> [Görev ayrıntıları]: Aşağıdaki, Shane Larkin'in milli takıma katkısını tartışan yazıyı son cümlesinden sonra sürdürün.

> [Alıntı metin]:
^^^^
TON FARKI: Larkin 'Milli Takım'a faydalı olur mu?

Ribaund yazarları Alp Ulagay ile Coşkun Teziç, gündemi meşgul eden Shane Larkin'in Türk Milli Takımı'nda oynaması üzerine görüşlerini kendi çerçevelerinden değerlendirdi...

KEREM GÖNLÜM: LARKIN NOKTA ATIŞ OLUR

A Milli Takım için ismi geçen Shane Larkin, çok yönlü skorerliği, atletik özellikleri ve oyun zekası ile ay yıldızlılar için biçilmiş kaftan olur.

Son dönemde, basketbol kamuoyunu en çok meşgul eden konu, A Milli Basketbol Takımımızın devşirme oyun kurucusu oldu. Anadolu Efes'le geçen sezondan bu yana ekstra işler yapan Shane Larkin'in, ay yıldızlılar ile anılması birçok çevreyi heyecanlandırdı.

Bu gelişmenin heyecan kaynağı ise, Ergin Ataman Efes'i adım adım Avrupa'nın zirvesine taşırken ABD'li yıldızın bu yükselişte ortaya koyduğu karakter oldu...

Bu güne kadar oyun kurucu pozisyonunda devşirme olarak Wilbekin ve Ali Muhammed'in forma giydiği ay yıldızlılar, bu ikiliden çok da ekstra bir katkı almadı. Bu ikili arasında son olarak Çin'deki Dünya Kupası'nda gösterdiği performansla vasatı aşamayan Scottie Willbekin için ayrı bir parantez açalım...
^^^^
> [Kayıtlı veriler]:
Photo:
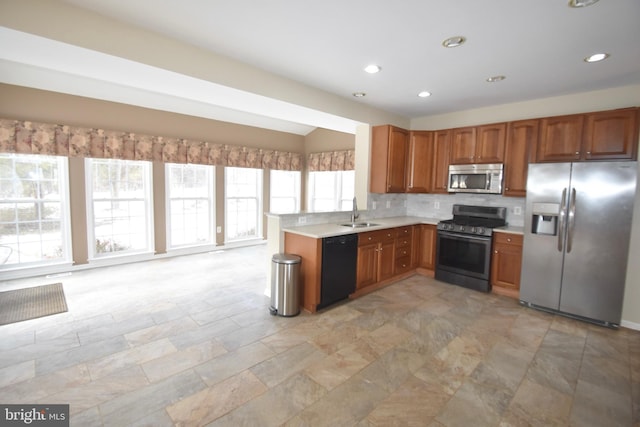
^^^^
> [Çıktı]:
Pozisyonu itibarıyla 1.88'lik boyuyla uzun ve yapılı bir oyuncu olan Willbekin atletik özellikleri ve her zaman rekabete hazır olmasıyla öne çıkıyor. Scottie Willbekin, hızlı düşünen ve tempoyu ne zaman arttırıp, düşüreceğini de bilen yapısıyla tanınırken Darüşşafaka'da güzel işlere imza attı. Ama beklentilerin aksine, milli takımda bir türlü o farkı yaratmayı başaramadı. Özellikle Çin'deki performansıyla sınıfta kaldı.

Devşirme alternatifleri arasında en kuvvetli isme gelirsek, bu isim tartışmasız olarak şahane işler yapan Larkin. Efes'i deyim yerindeyse sırtında taşıyan Larkin, bu kontenjanı bileğinin hakkıyla alan oyuncu...

Sayı katkısının yanında, savunmaya da destek veren Shane Larkin, işler iyi gidiyorsa oyunu forse edip, kendi egosu için sistemi kesinlikle bozmuyor. Yani yıldız kimliğine rağmen tam bir takım oyuncusu. Bu da onu gerçekten çok kilit ve etkili bir oyuncu yapıyor.

ABD'li yıldız için söyleyebileceğimiz tek eksi ise yaz idmanlarını pek de sevmemesi... Bu söyleyeceğimiz tek eksi yön olduğu için tolere edilebilir gözükse de bunun tam da kritik turnuva dönemlerine rast geldiğini vurgulamamız gerekiyor.

Özete gelirsek, bu verilerin ışığında evet Scottie Willbekin iyi bir oyuncu; ama Shane Larkin mükemmel bir oyuncu! Milli takım yetkililerinin de gönlündeki ismin Shane Larkin olduğunu tahmin etmek zor değil. Şartların olgunlaşması hâlinde, Larkin'in ay yıldızlılara faydalı olması dileğiyle...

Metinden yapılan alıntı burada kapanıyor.